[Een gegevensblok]

- - - - -

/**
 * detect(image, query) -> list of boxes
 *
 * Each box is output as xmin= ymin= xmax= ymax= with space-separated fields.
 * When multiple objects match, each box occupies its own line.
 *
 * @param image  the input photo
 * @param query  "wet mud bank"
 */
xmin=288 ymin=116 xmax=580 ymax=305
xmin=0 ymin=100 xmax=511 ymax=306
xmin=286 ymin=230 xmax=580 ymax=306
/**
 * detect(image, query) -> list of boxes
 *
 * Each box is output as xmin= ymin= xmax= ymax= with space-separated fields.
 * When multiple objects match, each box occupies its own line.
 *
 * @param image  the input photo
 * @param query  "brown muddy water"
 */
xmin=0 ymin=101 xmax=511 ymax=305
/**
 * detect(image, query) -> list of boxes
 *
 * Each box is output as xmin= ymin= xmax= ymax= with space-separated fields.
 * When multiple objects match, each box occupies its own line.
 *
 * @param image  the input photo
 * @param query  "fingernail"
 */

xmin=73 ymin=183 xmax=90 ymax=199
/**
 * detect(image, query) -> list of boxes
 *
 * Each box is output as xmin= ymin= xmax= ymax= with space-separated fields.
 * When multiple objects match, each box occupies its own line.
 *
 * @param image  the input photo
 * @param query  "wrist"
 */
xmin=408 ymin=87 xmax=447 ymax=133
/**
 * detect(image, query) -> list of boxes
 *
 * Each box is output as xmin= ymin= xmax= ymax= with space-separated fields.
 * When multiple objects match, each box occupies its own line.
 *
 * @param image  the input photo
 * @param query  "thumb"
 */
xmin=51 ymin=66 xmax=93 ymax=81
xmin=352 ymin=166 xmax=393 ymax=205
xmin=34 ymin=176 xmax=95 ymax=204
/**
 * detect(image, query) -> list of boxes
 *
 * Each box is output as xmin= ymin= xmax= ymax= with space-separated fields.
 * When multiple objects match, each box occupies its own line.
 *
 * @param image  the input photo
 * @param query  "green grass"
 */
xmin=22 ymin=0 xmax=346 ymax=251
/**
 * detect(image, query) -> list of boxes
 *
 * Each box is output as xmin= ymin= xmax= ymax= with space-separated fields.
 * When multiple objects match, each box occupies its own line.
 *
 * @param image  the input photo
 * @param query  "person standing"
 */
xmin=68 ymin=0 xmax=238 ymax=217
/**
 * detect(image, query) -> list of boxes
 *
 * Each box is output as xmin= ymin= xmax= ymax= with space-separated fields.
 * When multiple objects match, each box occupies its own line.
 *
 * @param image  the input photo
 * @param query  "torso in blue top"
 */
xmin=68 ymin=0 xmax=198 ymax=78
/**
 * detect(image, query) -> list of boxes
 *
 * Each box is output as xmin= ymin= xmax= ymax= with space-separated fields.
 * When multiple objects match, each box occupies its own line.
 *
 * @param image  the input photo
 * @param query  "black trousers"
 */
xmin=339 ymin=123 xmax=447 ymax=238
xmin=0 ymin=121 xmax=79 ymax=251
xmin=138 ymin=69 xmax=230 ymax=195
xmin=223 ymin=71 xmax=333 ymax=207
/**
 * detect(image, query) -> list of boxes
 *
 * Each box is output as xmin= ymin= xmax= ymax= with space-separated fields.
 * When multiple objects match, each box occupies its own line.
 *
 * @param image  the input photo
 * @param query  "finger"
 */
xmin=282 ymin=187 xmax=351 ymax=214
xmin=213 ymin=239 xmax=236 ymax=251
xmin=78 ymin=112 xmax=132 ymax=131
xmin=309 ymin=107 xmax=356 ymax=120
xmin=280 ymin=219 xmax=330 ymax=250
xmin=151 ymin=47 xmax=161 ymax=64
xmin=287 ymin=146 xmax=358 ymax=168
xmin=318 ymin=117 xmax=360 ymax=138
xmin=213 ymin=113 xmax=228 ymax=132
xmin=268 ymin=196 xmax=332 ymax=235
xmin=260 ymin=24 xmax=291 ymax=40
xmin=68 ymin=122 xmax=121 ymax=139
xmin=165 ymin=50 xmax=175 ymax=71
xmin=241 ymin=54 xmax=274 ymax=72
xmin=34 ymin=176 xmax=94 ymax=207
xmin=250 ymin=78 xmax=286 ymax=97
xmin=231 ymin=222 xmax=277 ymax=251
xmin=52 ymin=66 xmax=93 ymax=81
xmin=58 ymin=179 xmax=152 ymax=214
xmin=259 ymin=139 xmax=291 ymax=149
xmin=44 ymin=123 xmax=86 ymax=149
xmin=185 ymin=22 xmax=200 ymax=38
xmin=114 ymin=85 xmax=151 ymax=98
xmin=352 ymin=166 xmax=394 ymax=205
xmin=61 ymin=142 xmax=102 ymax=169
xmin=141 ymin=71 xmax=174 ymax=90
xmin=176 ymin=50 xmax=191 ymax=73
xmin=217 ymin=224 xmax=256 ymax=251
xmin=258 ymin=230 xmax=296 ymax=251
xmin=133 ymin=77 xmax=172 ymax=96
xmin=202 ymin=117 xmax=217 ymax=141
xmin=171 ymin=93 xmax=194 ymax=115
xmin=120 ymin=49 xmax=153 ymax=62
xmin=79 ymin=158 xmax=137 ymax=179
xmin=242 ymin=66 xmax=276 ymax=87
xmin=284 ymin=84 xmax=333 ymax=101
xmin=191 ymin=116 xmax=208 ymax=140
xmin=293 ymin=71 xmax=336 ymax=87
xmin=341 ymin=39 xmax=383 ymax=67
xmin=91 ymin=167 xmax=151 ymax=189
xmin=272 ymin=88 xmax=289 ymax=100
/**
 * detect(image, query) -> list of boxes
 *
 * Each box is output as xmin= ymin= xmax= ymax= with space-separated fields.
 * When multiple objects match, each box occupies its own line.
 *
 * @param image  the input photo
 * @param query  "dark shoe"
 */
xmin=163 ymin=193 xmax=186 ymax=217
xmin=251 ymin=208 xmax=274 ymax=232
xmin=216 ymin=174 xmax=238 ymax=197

- - - - -

▸ OPDRACHT
Zet alle regels van de records hierboven om in een JSON-lijst van strings, met één string per regel en zonder de lege regels.

▸ UITWERKING
[
  "/**",
  " * detect(image, query) -> list of boxes",
  " *",
  " * Each box is output as xmin= ymin= xmax= ymax= with space-separated fields.",
  " * When multiple objects match, each box occupies its own line.",
  " *",
  " * @param image  the input photo",
  " * @param query  \"wet mud bank\"",
  " */",
  "xmin=288 ymin=116 xmax=580 ymax=305",
  "xmin=0 ymin=100 xmax=511 ymax=306",
  "xmin=286 ymin=230 xmax=580 ymax=306",
  "/**",
  " * detect(image, query) -> list of boxes",
  " *",
  " * Each box is output as xmin= ymin= xmax= ymax= with space-separated fields.",
  " * When multiple objects match, each box occupies its own line.",
  " *",
  " * @param image  the input photo",
  " * @param query  \"brown muddy water\"",
  " */",
  "xmin=0 ymin=101 xmax=511 ymax=305",
  "/**",
  " * detect(image, query) -> list of boxes",
  " *",
  " * Each box is output as xmin= ymin= xmax= ymax= with space-separated fields.",
  " * When multiple objects match, each box occupies its own line.",
  " *",
  " * @param image  the input photo",
  " * @param query  \"fingernail\"",
  " */",
  "xmin=73 ymin=183 xmax=90 ymax=199",
  "/**",
  " * detect(image, query) -> list of boxes",
  " *",
  " * Each box is output as xmin= ymin= xmax= ymax= with space-separated fields.",
  " * When multiple objects match, each box occupies its own line.",
  " *",
  " * @param image  the input photo",
  " * @param query  \"wrist\"",
  " */",
  "xmin=408 ymin=87 xmax=447 ymax=133",
  "/**",
  " * detect(image, query) -> list of boxes",
  " *",
  " * Each box is output as xmin= ymin= xmax= ymax= with space-separated fields.",
  " * When multiple objects match, each box occupies its own line.",
  " *",
  " * @param image  the input photo",
  " * @param query  \"thumb\"",
  " */",
  "xmin=51 ymin=66 xmax=93 ymax=81",
  "xmin=352 ymin=166 xmax=393 ymax=205",
  "xmin=34 ymin=176 xmax=95 ymax=204",
  "/**",
  " * detect(image, query) -> list of boxes",
  " *",
  " * Each box is output as xmin= ymin= xmax= ymax= with space-separated fields.",
  " * When multiple objects match, each box occupies its own line.",
  " *",
  " * @param image  the input photo",
  " * @param query  \"green grass\"",
  " */",
  "xmin=22 ymin=0 xmax=346 ymax=251",
  "/**",
  " * detect(image, query) -> list of boxes",
  " *",
  " * Each box is output as xmin= ymin= xmax= ymax= with space-separated fields.",
  " * When multiple objects match, each box occupies its own line.",
  " *",
  " * @param image  the input photo",
  " * @param query  \"person standing\"",
  " */",
  "xmin=68 ymin=0 xmax=238 ymax=217",
  "/**",
  " * detect(image, query) -> list of boxes",
  " *",
  " * Each box is output as xmin= ymin= xmax= ymax= with space-separated fields.",
  " * When multiple objects match, each box occupies its own line.",
  " *",
  " * @param image  the input photo",
  " * @param query  \"torso in blue top\"",
  " */",
  "xmin=68 ymin=0 xmax=198 ymax=78",
  "/**",
  " * detect(image, query) -> list of boxes",
  " *",
  " * Each box is output as xmin= ymin= xmax= ymax= with space-separated fields.",
  " * When multiple objects match, each box occupies its own line.",
  " *",
  " * @param image  the input photo",
  " * @param query  \"black trousers\"",
  " */",
  "xmin=339 ymin=123 xmax=447 ymax=238",
  "xmin=0 ymin=121 xmax=79 ymax=251",
  "xmin=138 ymin=69 xmax=230 ymax=195",
  "xmin=223 ymin=71 xmax=333 ymax=207",
  "/**",
  " * detect(image, query) -> list of boxes",
  " *",
  " * Each box is output as xmin= ymin= xmax= ymax= with space-separated fields.",
  " * When multiple objects match, each box occupies its own line.",
  " *",
  " * @param image  the input photo",
  " * @param query  \"finger\"",
  " */",
  "xmin=282 ymin=187 xmax=351 ymax=214",
  "xmin=213 ymin=239 xmax=236 ymax=251",
  "xmin=78 ymin=112 xmax=132 ymax=131",
  "xmin=309 ymin=107 xmax=356 ymax=120",
  "xmin=280 ymin=219 xmax=330 ymax=250",
  "xmin=151 ymin=47 xmax=161 ymax=64",
  "xmin=287 ymin=146 xmax=358 ymax=168",
  "xmin=318 ymin=117 xmax=360 ymax=138",
  "xmin=213 ymin=113 xmax=228 ymax=132",
  "xmin=268 ymin=196 xmax=332 ymax=235",
  "xmin=260 ymin=24 xmax=291 ymax=40",
  "xmin=68 ymin=122 xmax=121 ymax=139",
  "xmin=165 ymin=50 xmax=175 ymax=71",
  "xmin=241 ymin=54 xmax=274 ymax=72",
  "xmin=34 ymin=176 xmax=94 ymax=207",
  "xmin=250 ymin=78 xmax=286 ymax=97",
  "xmin=231 ymin=222 xmax=277 ymax=251",
  "xmin=52 ymin=66 xmax=93 ymax=81",
  "xmin=58 ymin=179 xmax=152 ymax=214",
  "xmin=259 ymin=139 xmax=291 ymax=149",
  "xmin=44 ymin=123 xmax=86 ymax=149",
  "xmin=185 ymin=22 xmax=200 ymax=38",
  "xmin=114 ymin=85 xmax=151 ymax=98",
  "xmin=352 ymin=166 xmax=394 ymax=205",
  "xmin=61 ymin=142 xmax=102 ymax=169",
  "xmin=141 ymin=71 xmax=174 ymax=90",
  "xmin=176 ymin=50 xmax=191 ymax=73",
  "xmin=217 ymin=224 xmax=256 ymax=251",
  "xmin=258 ymin=230 xmax=296 ymax=251",
  "xmin=133 ymin=77 xmax=172 ymax=96",
  "xmin=202 ymin=117 xmax=217 ymax=141",
  "xmin=171 ymin=93 xmax=194 ymax=115",
  "xmin=120 ymin=49 xmax=153 ymax=62",
  "xmin=79 ymin=158 xmax=137 ymax=179",
  "xmin=242 ymin=66 xmax=276 ymax=87",
  "xmin=284 ymin=84 xmax=333 ymax=101",
  "xmin=191 ymin=116 xmax=208 ymax=140",
  "xmin=293 ymin=71 xmax=336 ymax=87",
  "xmin=341 ymin=39 xmax=383 ymax=67",
  "xmin=91 ymin=167 xmax=151 ymax=189",
  "xmin=272 ymin=88 xmax=289 ymax=100",
  "/**",
  " * detect(image, query) -> list of boxes",
  " *",
  " * Each box is output as xmin= ymin= xmax= ymax= with space-separated fields.",
  " * When multiple objects match, each box occupies its own line.",
  " *",
  " * @param image  the input photo",
  " * @param query  \"dark shoe\"",
  " */",
  "xmin=163 ymin=193 xmax=186 ymax=217",
  "xmin=251 ymin=208 xmax=274 ymax=232",
  "xmin=216 ymin=174 xmax=238 ymax=197"
]